### SET EXERCISE 1
According to the railmotor description, how many passengers could the reversible seats hold?

[START OF EXTRACTED TEXT]

The bodies were very much too contemporary small rural bus standards built from Teak, reinforced by metal plates and with sheet metal covering below the waistline. Livery was that of the contemporary carriages on the lines and which was dark brown, and on the S&MR dark blue. All except the first carried a single luggage rail, with decorative scroll at the two front corners, which became notable for its lack of use. Of five-bay construction with large windows with an opening toplight hinged at their bottom edge to open inwards (originally not on the rear bay of the first railmotor), the opening door on the front panel on either side was set back very slightly from the front, leaving a very short window with a matching toplight at the front. The front and rear doors boasted droplights. Beneath the waistline the tumblehome curved down to a foot-board which ran the full length of the body. The front window was divided into three (two in the first) equal sections with toplights, whilst the rear end was of similar design but with a sliding door in the centre. There were reversible seats for 20 passengers made up of narrow wooden slats with backrests consisting of a 4in strip of wood attached to an iron frame that was itself attached to the base of the seat. The bodywork of the first and probably subsequent units was by Eton Coachworks of Cringleford, near Norwich, Norfolk and the whole set supplied by Edmunds of Thetford, Norfolk.

Warning systems consisted of an electric horn on the steering column and latterly at least an exhaust whistle operated by foot which was connected to a tubular whistle by a length of wire, and normally held away from the exhaust pipe by a spring. A third device, a clearly visible klaxon, also appears to have been fitted to the S&MR set and may have been fitted to the others, but visual evidence is lacking. A foot pedal worked a band brake on the transmission and a hand brake applied a pair of cast-iron shoes to the front pair of wheels. It was customary for the conductor/guard to travel in the rear unit where he could apply the hand brake in an emergency. With their light design, wheel spin was a problem, so a sand bucket was placed either side of the driver's seat and an iron pipe, topped with a funnel, went through the floor to a shute in front of the rear wheels.

The driving position was soon set at a slightly lower level than the passengers (see below) and the steering column remained in place (minus the steering wheel) upon which was mounted the hand-operated advance and retard spark lever on the left and the hand throttle to the right. Foot controls were simple with three identical foot pedals, from left to right: low-neutral-high forward drive, reverse, and transmission brake. The hand brake when applied stopped the left-hand pedal at neutral as well as operating the brake shoes on the front wheels.

The petrol tank was originally under the driver's seat and filled directly. This had two disadvantages; the fumes leaked through the filler cap (this did not matter in the road lorries which had open cabs but was unpleasant in the enclosed railmotor bodies) and it caused the seat to be mounted too high for some drivers, who could not reach the pedals. The fuel tanks were subsequently moved outside and strapped on the running board just to the rear of the entry door. The consequent lowering of the driver's seat caused the odd effect of the driver sitting far lower than his passengers.

[END OF EXTRACTED TEXT]
[START OF DATASET ENTRIES]

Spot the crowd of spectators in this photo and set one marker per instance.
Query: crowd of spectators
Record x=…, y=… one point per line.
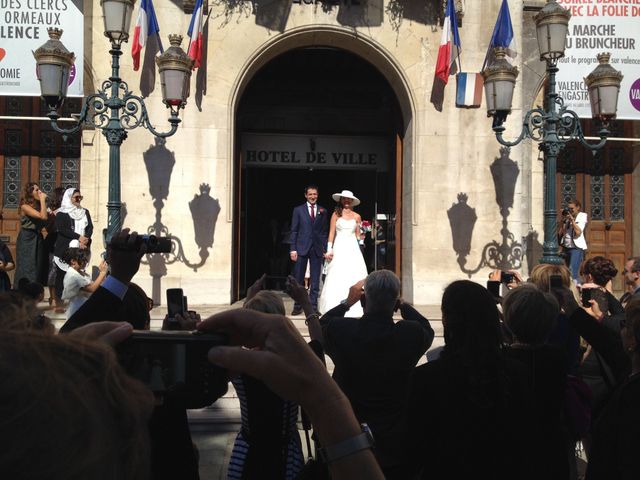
x=505, y=398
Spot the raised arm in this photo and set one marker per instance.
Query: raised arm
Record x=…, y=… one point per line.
x=332, y=235
x=32, y=212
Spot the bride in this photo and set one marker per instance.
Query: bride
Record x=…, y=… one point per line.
x=346, y=265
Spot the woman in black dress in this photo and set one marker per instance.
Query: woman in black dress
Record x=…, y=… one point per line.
x=74, y=227
x=31, y=257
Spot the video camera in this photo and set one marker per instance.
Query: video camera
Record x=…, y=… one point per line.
x=174, y=364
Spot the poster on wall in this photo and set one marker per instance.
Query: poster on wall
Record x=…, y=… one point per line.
x=598, y=26
x=23, y=28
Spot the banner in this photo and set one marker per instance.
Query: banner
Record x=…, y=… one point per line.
x=598, y=26
x=23, y=28
x=315, y=152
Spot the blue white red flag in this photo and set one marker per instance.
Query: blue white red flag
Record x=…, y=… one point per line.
x=146, y=25
x=448, y=55
x=195, y=34
x=502, y=36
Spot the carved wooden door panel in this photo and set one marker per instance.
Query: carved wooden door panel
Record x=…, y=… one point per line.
x=602, y=183
x=30, y=151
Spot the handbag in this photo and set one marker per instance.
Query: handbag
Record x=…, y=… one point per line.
x=577, y=407
x=314, y=469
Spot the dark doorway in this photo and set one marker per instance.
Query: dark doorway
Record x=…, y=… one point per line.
x=319, y=92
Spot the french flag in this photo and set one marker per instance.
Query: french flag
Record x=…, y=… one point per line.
x=469, y=90
x=448, y=54
x=146, y=25
x=502, y=36
x=195, y=34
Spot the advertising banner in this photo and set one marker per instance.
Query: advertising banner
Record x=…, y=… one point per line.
x=23, y=28
x=598, y=26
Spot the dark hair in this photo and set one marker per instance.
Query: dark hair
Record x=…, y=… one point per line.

[END OF DATASET ENTRIES]

### SET EXERCISE 2
Rewrite the part of the records that opens with the line containing "Spot the dark doorway" and runs through the end of the records, replacing "Query" with "Search term" wherever it appears and leaving everything else unchanged. Return only that part.

### FINAL ANSWER 1
20 passengers.

### FINAL ANSWER 2
Spot the dark doorway in this photo and set one marker per instance.
Search term: dark doorway
Record x=…, y=… one point per line.
x=319, y=92
Spot the french flag in this photo and set one marker per instance.
Search term: french flag
Record x=…, y=… one point per line.
x=469, y=90
x=448, y=54
x=146, y=25
x=502, y=36
x=195, y=34
Spot the advertising banner in this photo and set one marker per instance.
Search term: advertising banner
Record x=…, y=… one point per line.
x=23, y=28
x=598, y=26
Spot the dark hair in this photo and set one marker per instance.
Search term: dark hair
Record x=…, y=… one point per line.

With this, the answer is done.